Article:
···
In 1682 he achieved a certain fame by solving a problem which had been publicly posed by Jacques Ozanam. JeanBaptiste Colbert, the controller general of finance and secretary of state for the navy under King Louis XIV of France, rewarded Rolle for this achievement. Colbert arranged a pension for Rolle which started him on the road to financial security, but there were other equally important consequences [6]:
Of equal importance with the financial benefits to which Rolle's prize led, was the fact that it brought him to the notice of Louvois who happened to be looking for someone to teach mathematics to one of his sons. Rolle was hired by Louvois, who came to be greatly impressed by his pedagogic and mathematical skills. From 1783 onwards Louvois was in a position to confer further scientific patronage on his protégé and did so when he made Rolle a member of the Académie in 1685.
The problem which Rolle solved was posed in the Journal des sçavans on 31 August 1682 by Jacques Ozanam; it was the following:
Find four numbers the difference of any two being a perfect square, in addition the sum of the first three numbers being a perfect square.
···
Available data:
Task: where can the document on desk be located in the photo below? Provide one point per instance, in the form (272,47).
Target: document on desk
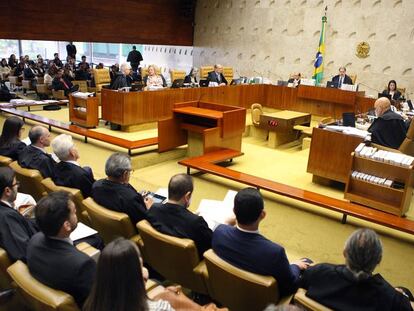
(82,231)
(217,212)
···
Set task:
Reproduce the passage on Rolle word for word, between "In 1682 he achieved" and "Académie in 1685.", inclusive. The data was taken from a separate source.

Result:
In 1682 he achieved a certain fame by solving a problem which had been publicly posed by Jacques Ozanam. JeanBaptiste Colbert, the controller general of finance and secretary of state for the navy under King Louis XIV of France, rewarded Rolle for this achievement. Colbert arranged a pension for Rolle which started him on the road to financial security, but there were other equally important consequences [6]:
Of equal importance with the financial benefits to which Rolle's prize led, was the fact that it brought him to the notice of Louvois who happened to be looking for someone to teach mathematics to one of his sons. Rolle was hired by Louvois, who came to be greatly impressed by his pedagogic and mathematical skills. From 1783 onwards Louvois was in a position to confer further scientific patronage on his protégé and did so when he made Rolle a member of the Académie in 1685.